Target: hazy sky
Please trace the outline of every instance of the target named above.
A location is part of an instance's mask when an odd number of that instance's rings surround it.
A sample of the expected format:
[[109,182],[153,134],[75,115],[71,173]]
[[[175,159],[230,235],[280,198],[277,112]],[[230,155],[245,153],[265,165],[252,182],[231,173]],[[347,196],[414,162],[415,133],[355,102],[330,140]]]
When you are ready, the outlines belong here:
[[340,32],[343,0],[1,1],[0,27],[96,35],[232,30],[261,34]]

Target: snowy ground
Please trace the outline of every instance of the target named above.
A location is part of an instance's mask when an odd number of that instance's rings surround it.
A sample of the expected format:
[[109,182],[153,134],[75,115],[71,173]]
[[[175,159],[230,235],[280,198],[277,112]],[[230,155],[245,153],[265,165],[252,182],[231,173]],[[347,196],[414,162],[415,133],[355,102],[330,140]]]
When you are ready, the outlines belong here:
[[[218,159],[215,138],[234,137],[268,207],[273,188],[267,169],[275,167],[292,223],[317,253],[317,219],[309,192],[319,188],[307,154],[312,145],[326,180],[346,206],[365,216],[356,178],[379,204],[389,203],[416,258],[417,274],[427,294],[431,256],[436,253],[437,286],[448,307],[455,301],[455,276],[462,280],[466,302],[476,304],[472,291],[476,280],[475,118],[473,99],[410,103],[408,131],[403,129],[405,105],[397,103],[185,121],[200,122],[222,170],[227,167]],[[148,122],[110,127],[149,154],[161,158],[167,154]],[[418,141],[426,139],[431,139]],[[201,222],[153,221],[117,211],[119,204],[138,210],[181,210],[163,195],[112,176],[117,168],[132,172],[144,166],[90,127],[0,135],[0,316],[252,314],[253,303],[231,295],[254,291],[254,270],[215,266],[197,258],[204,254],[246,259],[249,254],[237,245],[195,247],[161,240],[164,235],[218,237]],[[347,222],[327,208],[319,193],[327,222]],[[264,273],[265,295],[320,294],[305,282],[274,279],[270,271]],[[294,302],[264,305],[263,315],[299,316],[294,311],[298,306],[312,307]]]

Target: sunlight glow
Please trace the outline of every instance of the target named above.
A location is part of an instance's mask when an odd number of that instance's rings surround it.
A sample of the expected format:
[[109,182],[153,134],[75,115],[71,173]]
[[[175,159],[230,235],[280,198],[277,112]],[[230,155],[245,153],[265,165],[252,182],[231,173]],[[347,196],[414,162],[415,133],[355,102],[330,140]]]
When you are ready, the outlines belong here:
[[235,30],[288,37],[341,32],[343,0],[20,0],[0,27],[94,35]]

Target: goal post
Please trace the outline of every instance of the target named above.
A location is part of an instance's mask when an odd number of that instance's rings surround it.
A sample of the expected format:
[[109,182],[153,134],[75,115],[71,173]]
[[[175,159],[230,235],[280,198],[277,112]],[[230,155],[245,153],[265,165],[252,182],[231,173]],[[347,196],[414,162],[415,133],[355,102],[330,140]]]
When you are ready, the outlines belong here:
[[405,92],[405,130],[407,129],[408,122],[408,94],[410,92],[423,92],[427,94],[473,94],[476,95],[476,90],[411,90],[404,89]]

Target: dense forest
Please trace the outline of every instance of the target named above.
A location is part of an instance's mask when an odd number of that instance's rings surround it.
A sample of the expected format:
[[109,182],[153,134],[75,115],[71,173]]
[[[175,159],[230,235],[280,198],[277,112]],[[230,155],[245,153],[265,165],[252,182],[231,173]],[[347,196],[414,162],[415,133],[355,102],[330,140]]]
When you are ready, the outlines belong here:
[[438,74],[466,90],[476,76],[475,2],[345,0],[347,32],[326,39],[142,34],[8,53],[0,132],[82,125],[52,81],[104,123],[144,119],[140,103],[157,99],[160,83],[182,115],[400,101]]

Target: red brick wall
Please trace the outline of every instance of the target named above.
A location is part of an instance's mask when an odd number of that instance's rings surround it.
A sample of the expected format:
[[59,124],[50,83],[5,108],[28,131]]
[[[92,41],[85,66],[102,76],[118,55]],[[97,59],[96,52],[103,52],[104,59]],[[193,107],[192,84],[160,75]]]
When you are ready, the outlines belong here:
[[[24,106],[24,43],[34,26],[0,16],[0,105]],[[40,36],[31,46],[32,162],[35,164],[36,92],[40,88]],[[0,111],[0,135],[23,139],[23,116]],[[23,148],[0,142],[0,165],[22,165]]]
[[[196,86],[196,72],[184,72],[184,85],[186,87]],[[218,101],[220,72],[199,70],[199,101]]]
━━━━
• **Challenge**
Arrange everything from the line containing "Target: dense forest" down to the end of the items as a numbered list, skipping blank lines.

• **Answer to this exercise**
1. Target: dense forest
2. Please trace the outline of every instance of the target named above.
3. A location is part of an instance's mask when an odd number of that instance's rings surround it.
4. A sample of the expected format:
5. [[109,182],[153,134],[75,115],[71,173]]
6. [[[175,159],[230,235],[280,198],[277,112]],[[230,155],[245,153],[265,165],[252,182],[231,173]],[[347,196],[414,162],[415,133],[355,102],[330,140]]]
7. When you are ready, the outlines belong here:
8. [[438,74],[466,90],[476,76],[475,2],[345,0],[347,32],[326,39],[142,34],[8,53],[0,132],[82,125],[52,81],[104,123],[144,119],[140,103],[157,99],[160,83],[182,115],[400,101]]
9. Target: red brick wall
10. Please trace the outline of every instance of the target named above.
11. A location is part of an instance's mask when an odd number of that instance's rings surround it.
12. A sample of the expected format:
13. [[59,124],[50,83],[5,108],[28,131]]
14. [[[92,41],[85,66],[102,76],[118,55]],[[97,59],[96,52],[103,52],[104,59]],[[193,107],[192,84],[160,75]]]
15. When you are ready, the outlines belong here:
16. [[[24,106],[24,43],[34,26],[0,16],[0,105]],[[40,36],[31,46],[32,162],[35,164],[36,92],[40,88]],[[0,111],[0,135],[23,139],[23,116]],[[23,148],[0,142],[0,165],[22,165]]]
17. [[[196,86],[196,72],[184,72],[184,85],[186,87]],[[218,101],[220,72],[199,70],[199,101]]]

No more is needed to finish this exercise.